*** Opening RECORDS FOR THE TASK ***

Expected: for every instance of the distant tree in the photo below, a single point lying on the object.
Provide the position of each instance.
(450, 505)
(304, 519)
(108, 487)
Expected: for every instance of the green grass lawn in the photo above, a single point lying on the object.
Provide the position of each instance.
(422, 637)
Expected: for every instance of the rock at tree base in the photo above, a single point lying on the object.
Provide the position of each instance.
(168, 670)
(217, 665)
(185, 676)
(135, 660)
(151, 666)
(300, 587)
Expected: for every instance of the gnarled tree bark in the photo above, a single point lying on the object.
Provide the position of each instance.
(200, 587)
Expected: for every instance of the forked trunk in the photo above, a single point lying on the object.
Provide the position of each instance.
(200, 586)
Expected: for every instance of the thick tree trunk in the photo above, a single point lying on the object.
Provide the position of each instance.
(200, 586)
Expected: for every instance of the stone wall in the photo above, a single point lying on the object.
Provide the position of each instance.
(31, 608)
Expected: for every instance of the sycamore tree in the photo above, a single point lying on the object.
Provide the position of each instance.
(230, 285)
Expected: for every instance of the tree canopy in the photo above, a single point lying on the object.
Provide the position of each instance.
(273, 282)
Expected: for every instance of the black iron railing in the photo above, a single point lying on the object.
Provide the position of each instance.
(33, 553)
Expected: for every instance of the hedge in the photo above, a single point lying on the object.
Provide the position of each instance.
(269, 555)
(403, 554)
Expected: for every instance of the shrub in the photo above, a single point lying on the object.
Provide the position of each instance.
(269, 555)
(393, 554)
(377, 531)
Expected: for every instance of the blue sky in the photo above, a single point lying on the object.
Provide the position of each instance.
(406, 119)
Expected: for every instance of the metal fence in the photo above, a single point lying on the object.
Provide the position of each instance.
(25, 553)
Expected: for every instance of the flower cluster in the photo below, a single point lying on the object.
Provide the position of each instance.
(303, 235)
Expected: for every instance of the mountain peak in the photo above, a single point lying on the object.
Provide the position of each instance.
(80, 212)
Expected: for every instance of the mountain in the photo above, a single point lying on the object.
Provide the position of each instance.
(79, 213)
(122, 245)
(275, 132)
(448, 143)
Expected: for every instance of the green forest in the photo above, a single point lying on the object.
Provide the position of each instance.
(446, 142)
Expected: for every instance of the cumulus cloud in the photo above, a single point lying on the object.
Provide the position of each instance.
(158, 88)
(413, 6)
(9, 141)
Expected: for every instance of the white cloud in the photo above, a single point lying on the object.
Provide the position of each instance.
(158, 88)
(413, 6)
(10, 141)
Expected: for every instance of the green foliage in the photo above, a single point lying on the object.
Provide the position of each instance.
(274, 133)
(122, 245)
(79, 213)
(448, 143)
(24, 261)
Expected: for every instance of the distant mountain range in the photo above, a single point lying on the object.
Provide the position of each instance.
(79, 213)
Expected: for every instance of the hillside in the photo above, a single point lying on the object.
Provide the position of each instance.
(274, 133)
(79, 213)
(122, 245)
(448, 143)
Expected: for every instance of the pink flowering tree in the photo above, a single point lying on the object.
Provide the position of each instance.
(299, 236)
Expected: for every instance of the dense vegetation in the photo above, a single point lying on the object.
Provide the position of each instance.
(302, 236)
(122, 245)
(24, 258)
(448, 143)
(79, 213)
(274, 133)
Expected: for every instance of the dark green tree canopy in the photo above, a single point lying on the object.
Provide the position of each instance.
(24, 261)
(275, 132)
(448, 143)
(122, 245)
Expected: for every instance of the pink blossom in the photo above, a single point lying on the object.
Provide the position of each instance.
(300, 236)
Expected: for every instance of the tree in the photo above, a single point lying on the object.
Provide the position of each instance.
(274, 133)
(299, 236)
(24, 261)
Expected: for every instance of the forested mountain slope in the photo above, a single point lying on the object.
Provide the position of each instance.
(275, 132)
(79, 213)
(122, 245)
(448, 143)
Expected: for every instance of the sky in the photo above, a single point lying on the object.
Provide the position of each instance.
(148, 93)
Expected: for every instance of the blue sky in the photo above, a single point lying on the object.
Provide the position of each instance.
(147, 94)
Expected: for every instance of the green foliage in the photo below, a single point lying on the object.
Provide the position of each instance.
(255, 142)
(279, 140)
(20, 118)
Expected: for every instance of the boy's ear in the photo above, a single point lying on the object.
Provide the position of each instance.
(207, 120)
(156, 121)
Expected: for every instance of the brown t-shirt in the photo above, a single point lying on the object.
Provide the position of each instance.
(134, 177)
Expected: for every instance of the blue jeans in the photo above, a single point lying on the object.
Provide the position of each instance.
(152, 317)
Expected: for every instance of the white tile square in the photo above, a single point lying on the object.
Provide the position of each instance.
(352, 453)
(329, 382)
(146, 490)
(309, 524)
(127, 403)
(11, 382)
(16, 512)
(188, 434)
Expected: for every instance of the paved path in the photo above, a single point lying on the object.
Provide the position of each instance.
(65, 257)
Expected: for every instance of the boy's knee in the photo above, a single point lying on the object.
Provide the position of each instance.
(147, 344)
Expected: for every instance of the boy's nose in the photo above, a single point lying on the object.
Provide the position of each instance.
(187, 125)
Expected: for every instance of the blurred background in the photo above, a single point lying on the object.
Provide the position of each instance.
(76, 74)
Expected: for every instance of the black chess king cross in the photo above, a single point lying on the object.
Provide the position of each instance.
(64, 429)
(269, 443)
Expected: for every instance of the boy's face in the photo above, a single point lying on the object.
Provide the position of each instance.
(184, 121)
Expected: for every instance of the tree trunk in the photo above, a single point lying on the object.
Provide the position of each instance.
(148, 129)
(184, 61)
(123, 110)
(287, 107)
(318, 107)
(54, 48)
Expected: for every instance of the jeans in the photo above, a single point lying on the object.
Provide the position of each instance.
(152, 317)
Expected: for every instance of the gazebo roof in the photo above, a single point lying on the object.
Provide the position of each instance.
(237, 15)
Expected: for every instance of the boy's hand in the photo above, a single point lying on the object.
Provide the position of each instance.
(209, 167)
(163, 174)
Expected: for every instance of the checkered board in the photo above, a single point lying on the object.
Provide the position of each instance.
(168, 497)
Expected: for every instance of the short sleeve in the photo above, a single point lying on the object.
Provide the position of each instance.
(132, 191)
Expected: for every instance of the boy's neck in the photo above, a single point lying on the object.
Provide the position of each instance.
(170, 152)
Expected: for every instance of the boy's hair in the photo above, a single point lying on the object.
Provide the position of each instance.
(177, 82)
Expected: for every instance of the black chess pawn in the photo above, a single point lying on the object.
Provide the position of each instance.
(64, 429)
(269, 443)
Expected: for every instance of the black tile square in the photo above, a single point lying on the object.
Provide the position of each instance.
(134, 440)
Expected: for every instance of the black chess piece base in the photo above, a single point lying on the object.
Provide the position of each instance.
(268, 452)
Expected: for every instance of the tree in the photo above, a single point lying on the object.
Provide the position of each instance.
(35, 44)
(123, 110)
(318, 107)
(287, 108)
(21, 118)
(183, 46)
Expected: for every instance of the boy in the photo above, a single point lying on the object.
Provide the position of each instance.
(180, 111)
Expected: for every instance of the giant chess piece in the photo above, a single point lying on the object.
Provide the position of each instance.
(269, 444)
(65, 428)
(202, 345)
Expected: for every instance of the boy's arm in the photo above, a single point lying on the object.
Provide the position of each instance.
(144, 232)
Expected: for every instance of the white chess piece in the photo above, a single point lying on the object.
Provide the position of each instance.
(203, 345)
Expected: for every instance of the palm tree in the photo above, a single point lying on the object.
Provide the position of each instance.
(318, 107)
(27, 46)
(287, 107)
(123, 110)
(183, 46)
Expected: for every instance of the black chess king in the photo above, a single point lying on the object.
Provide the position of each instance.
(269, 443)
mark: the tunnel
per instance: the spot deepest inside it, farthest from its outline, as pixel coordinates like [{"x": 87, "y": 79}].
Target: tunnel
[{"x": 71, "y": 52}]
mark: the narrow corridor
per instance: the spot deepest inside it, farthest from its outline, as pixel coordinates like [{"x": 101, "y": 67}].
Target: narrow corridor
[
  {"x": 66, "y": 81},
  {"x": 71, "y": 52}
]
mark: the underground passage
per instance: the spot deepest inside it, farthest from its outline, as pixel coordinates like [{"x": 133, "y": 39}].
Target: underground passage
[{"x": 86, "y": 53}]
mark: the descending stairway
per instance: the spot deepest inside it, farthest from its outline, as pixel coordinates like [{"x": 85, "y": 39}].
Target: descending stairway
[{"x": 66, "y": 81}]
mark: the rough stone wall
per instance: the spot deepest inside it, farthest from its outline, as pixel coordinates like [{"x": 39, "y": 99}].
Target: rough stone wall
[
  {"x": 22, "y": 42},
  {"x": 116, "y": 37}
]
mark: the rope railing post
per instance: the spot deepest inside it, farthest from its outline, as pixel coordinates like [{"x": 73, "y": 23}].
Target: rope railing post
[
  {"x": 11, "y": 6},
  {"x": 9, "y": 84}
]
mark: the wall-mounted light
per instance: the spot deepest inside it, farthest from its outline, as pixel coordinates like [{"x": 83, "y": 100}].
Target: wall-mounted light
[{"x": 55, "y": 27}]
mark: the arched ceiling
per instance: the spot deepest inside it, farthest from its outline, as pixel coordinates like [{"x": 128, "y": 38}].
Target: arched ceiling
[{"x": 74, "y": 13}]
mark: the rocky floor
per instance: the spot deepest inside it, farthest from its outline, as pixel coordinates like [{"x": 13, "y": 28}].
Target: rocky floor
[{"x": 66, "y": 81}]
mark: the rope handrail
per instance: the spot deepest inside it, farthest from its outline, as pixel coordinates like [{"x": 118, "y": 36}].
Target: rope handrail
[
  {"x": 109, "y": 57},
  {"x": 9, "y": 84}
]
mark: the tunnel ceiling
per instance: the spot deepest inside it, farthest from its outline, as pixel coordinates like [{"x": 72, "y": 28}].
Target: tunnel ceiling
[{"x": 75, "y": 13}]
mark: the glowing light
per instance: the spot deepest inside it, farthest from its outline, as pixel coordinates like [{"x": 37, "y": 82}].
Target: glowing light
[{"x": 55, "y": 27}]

*** Closing RECORDS FOR THE TASK ***

* PROBLEM TO SOLVE
Write only the number of lines in the data where the word "tree" occurs.

* EXPECTED OUTPUT
12